Dostovyevski; ’’ İnsana olan saygımı kaybetmemek için insanlardan uzak duruyorum.’’demiş.
Nasıl naif bir isyan tam da bu zamanlardayız sanki.
Kendi içinde bile kaç karaktere bölünüyor insan. Ahtapot gibi vücutlar tek, bürünülen kimlikler tavus kuşunun kanatlarını aratmayacak şekilde rengarenk.
Tek parça kalan yok artık. Günün her saati farklı bir kimlik, farklı bir davranış farklı bir tutum.
Nabza göre şerbet mi yoksa nefse göre şerbet mi sergileniyor bilinmez durumda.
Yıllarca tanıdığın birlikte omuz omuza çalıştığın, neşeni, üzüntünü paylaştığın insan bir anda tanınmaz hale geliveriyor. Şartlar mı bizi bu hale getirdi veya zaten böyleydi de bizim gözümüzdeki perde yeni mi aralandı?

**Yönerge 1**
Alıntıda "farklı bir" sözüyle nitelenen bütün kavramları sıralayın.
**Yönerge 2**
Alıntıda "Dostovyevski; ’’ İnsana" ifadesiyle başlayıp "aratmayacak şekilde rengarenk." ifadesiyle biten bölümü harfi harfine yazdırın.
Aşağıdaki materyal başka bir kaynaktan alınmıştır.

**Kayıtlı Veriler**
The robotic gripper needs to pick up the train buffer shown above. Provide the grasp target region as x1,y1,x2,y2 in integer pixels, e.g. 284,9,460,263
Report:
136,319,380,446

**Doğru Çıktı 1**
kimlik, davranış, tutum

**Doğru Çıktı 2**
Dostovyevski; ’’ İnsana olan saygımı kaybetmemek için insanlardan uzak duruyorum.’’demiş.
Nasıl naif bir isyan tam da bu zamanlardayız sanki.
Kendi içinde bile kaç karaktere bölünüyor insan. Ahtapot gibi vücutlar tek, bürünülen kimlikler tavus kuşunun kanatlarını aratmayacak şekilde rengarenk.